(Work instructions) Copy the records word for word, beginning at the line that contains "every gray beard" and continuing through the last line of the records.

(Dataset excerpts)
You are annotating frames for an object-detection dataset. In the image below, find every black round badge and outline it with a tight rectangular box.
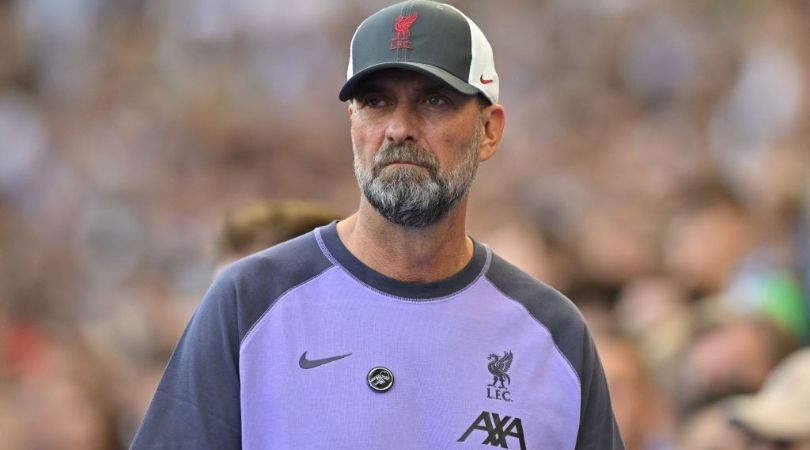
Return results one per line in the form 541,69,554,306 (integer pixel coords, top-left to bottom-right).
366,367,394,392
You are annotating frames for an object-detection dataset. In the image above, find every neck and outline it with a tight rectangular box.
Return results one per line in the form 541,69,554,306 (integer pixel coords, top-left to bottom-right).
337,199,473,283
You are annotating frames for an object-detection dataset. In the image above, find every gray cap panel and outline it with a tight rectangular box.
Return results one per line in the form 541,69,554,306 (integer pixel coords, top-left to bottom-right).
340,0,470,100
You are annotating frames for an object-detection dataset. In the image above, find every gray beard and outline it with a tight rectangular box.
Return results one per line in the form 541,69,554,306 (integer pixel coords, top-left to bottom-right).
354,125,480,228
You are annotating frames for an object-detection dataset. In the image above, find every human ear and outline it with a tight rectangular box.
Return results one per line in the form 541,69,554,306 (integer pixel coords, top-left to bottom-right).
478,103,506,161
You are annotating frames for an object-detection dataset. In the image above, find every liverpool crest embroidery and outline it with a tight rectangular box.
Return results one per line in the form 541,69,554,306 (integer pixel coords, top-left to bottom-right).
487,351,514,402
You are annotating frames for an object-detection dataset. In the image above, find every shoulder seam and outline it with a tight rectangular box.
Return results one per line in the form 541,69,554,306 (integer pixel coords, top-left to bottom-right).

(Task result)
You are annotating frames for an object-detection dataset. In the image above, find every gray beard and outline it with a tight rectangular box.
Return results one per line in the form 541,69,554,306 (integer pixel coords, top-left to bottom-right).
354,125,480,228
You are annotating frames for an object-detection dataset. In the image above, find every human ear and outline it with a tight rectangular box.
Return results one per line in the form 541,69,554,306 (integer pixel coords, top-left to bottom-right).
478,103,506,161
You are annotating frames for an object-detection dataset. In the image above, find every liverpool crest embroidery and outline it with a tight rectangular box.
Return results one per line in the form 541,69,554,306 (integer pixel coords, top-left to bottom-right).
487,351,514,402
You are annotating frames for an object-detection dataset. In the image above, find every shoulder seam and outline it with a tight rectangular box.
Return results one per line in the form 541,69,554,306 (integer pixel coords, top-left to bottom-right).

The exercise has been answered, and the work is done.